■ Parts of the exercise
• 1. In the abstract on fork-join networks, when can a job be synchronized under non-exchangeable synchronization?
• 2. Using the abstract on fork-join networks, explain in one to three sentences what the main mathematical challenge is in studying these networks with NES, the conditions under which it arises, and how the work addresses it.
• 3. Continue the abstract on fork-join networks from its last sentence.

TITLE: Large-Scale Fork-Join Networks with Non-Exchangeable Synchronization

SPEAKER: Dr. Guodong (Gordon) Pang

ABSTRACT:

Fork-join networks consist of a set of service stations that serve job requests simultaneously and sequentially according to pre-designated deterministic precedence constraints. We consider non-exchangeable synchronization (NES), that is, each job can be synchronized only after all of its tasks are completed. Such networks have many applications in manufacturing, telecommunications, patient flow analysis in healthcare and parallel computing. When each station has multiple servers and operates under the FCFS service discipline, the main mathematical challenge to study fork-join networks with NES is the resequencing of tasks’ arrival orders after service completion. We develop a new framework to solve the resequencing problem in the many-server heavy-traffic regimes where the arrival rates and the numbers of servers in each station get large appropriately.

■ Data supplied
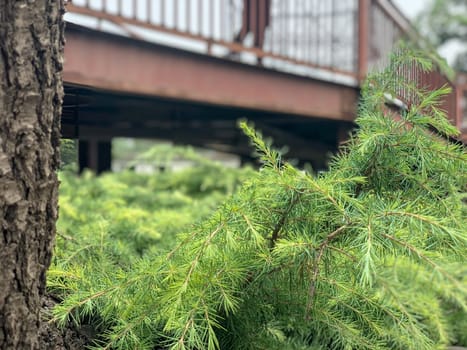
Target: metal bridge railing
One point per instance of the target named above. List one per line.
(314, 33)
(347, 37)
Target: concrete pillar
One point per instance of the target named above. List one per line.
(95, 154)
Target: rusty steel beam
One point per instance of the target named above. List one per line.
(363, 37)
(120, 64)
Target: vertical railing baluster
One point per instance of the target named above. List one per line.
(200, 17)
(211, 18)
(175, 9)
(223, 20)
(148, 11)
(188, 15)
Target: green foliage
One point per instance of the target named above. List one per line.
(444, 22)
(108, 222)
(368, 255)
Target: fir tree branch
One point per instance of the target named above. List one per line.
(322, 247)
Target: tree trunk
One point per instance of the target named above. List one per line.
(31, 93)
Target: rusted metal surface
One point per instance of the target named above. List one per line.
(346, 37)
(363, 34)
(277, 29)
(126, 65)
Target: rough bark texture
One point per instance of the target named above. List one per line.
(31, 92)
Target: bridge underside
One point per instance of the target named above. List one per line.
(117, 86)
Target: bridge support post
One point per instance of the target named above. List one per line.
(95, 154)
(363, 30)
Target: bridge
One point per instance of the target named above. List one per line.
(187, 70)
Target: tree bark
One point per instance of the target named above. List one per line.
(31, 93)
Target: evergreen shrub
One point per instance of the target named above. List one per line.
(368, 255)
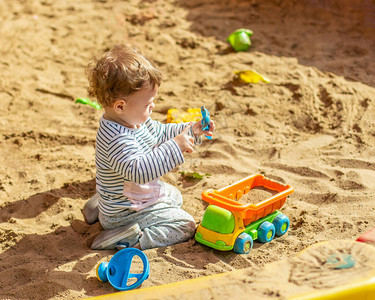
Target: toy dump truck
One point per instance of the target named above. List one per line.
(227, 224)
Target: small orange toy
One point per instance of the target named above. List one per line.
(228, 224)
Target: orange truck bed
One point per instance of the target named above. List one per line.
(228, 197)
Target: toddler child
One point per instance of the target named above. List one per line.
(135, 208)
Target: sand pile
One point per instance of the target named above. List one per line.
(312, 127)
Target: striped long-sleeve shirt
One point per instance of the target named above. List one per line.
(129, 163)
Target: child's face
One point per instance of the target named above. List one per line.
(139, 106)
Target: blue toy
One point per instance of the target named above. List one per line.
(117, 270)
(205, 120)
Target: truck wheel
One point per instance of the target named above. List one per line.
(281, 223)
(266, 232)
(243, 243)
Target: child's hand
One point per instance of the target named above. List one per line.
(184, 140)
(197, 128)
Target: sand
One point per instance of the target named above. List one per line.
(311, 127)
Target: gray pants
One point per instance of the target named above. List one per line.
(163, 224)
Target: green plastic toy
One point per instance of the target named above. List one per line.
(240, 39)
(89, 102)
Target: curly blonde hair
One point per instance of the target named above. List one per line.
(118, 73)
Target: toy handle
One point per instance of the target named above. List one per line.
(205, 120)
(140, 276)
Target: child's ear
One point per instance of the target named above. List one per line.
(119, 106)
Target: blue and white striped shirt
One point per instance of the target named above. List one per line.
(129, 163)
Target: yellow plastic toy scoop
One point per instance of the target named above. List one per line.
(251, 76)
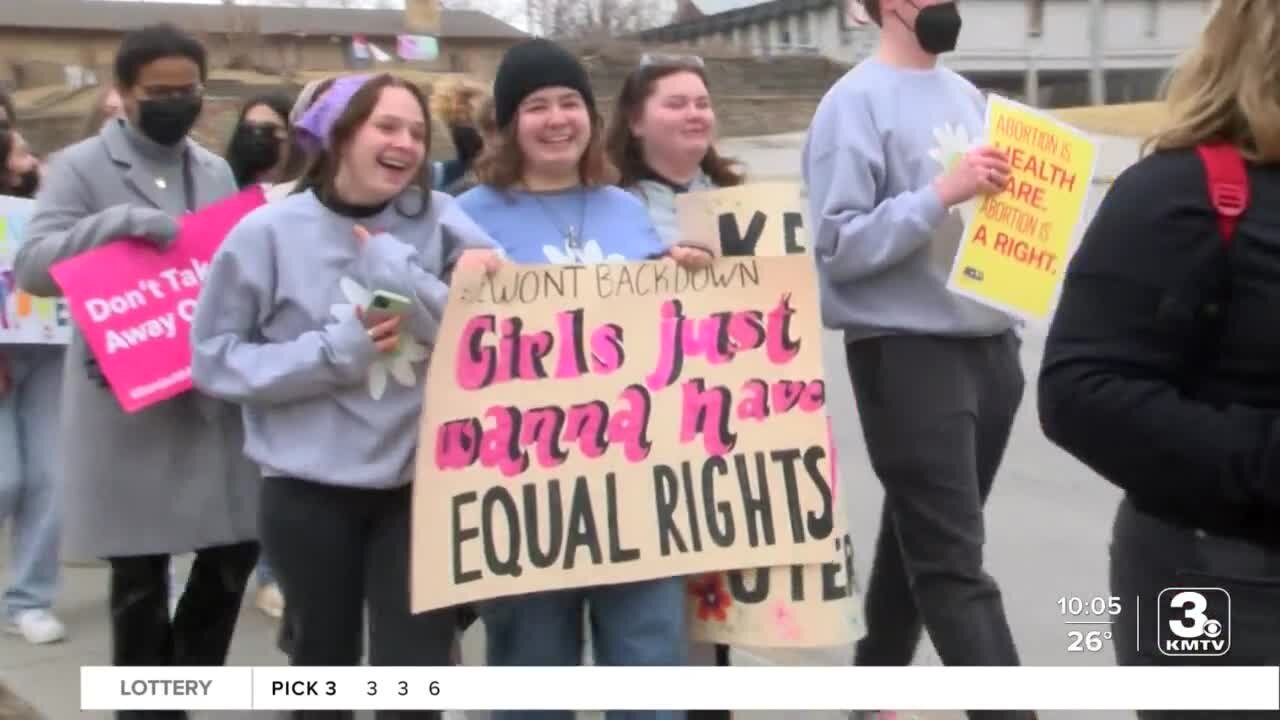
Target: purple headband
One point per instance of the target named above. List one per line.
(318, 122)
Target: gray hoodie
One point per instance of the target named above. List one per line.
(883, 242)
(275, 331)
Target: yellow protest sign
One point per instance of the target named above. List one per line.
(1016, 242)
(621, 422)
(789, 605)
(763, 219)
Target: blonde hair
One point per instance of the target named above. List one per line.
(1228, 90)
(457, 104)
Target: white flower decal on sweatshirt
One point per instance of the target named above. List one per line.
(590, 254)
(397, 364)
(951, 144)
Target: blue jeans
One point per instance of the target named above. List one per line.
(632, 624)
(265, 575)
(28, 451)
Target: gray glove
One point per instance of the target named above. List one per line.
(155, 226)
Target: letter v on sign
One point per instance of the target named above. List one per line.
(732, 241)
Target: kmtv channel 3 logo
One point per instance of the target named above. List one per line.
(1194, 621)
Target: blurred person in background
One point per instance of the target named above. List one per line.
(304, 150)
(106, 105)
(261, 151)
(30, 399)
(457, 106)
(487, 126)
(662, 141)
(1161, 368)
(8, 113)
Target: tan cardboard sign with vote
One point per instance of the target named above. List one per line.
(762, 219)
(785, 606)
(621, 422)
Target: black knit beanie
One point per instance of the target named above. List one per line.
(530, 67)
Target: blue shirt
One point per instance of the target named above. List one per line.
(608, 223)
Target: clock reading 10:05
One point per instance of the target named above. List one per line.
(1091, 606)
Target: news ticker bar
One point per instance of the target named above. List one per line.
(680, 688)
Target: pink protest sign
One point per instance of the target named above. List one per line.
(133, 302)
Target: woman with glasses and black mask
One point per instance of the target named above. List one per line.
(172, 478)
(261, 153)
(30, 384)
(260, 150)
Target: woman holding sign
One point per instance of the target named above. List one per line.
(662, 137)
(172, 477)
(1162, 369)
(661, 141)
(30, 393)
(545, 197)
(318, 317)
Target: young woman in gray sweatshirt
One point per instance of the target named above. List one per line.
(661, 140)
(332, 396)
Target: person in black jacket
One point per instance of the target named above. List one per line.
(1162, 364)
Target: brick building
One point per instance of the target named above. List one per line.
(73, 41)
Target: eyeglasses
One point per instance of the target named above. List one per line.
(161, 92)
(659, 59)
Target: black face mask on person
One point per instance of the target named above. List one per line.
(937, 27)
(168, 119)
(255, 146)
(27, 185)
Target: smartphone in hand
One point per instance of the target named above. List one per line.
(385, 305)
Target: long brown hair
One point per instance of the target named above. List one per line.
(1229, 87)
(324, 167)
(626, 150)
(502, 164)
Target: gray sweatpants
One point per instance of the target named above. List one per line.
(936, 414)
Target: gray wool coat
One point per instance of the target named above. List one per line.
(170, 478)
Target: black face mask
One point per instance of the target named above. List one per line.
(27, 185)
(168, 121)
(254, 150)
(937, 27)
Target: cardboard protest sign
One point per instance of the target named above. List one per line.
(621, 422)
(24, 319)
(816, 605)
(1016, 244)
(763, 219)
(790, 605)
(133, 302)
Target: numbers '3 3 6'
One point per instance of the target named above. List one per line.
(402, 688)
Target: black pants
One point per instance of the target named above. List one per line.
(338, 552)
(200, 632)
(1150, 555)
(936, 414)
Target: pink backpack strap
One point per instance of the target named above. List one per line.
(1228, 185)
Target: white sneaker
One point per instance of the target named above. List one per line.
(270, 601)
(37, 627)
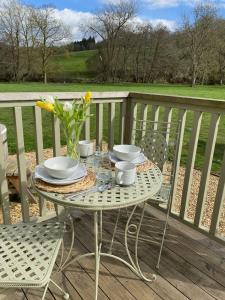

■ Answers to each task
• 1. Only after all of its tasks are completed.

• 2. The main challenge arises when each station has multiple servers and operates under the FCFS service discipline: the tasks' arrival orders must be resequenced after service completion. The work develops a new framework to solve this resequencing problem in many-server heavy-traffic regimes, where the arrival rates and the numbers of servers in each station get large appropriately.

• 3.
In this talk, we focus on a fundamental fork-join network model with a single class of jobs and NES. Service times of the parallel tasks of each job can be correlated. Upon service completion, each parallel task will join a buffer associated with its service station and wait for synchronization. The goal is to understand the waiting buffer dynamics for synchronization as well as the service dynamics. We show functional central limit theorems for the number of tasks in each waiting buffer for synchronization jointly with the number of tasks in each parallel service station and the number of synchronized jobs, in the many-server asymptotic regimes. All the limiting processes are functionals of two independent processes: the arrival limit process and the generalized multiparameter Kiefer process driven by the service vectors for the parallel tasks of each job. We characterize the transient and stationary distributions of these limiting processes. We also discuss generalizations of the framework to study more complex fork-join networks with NES constraints.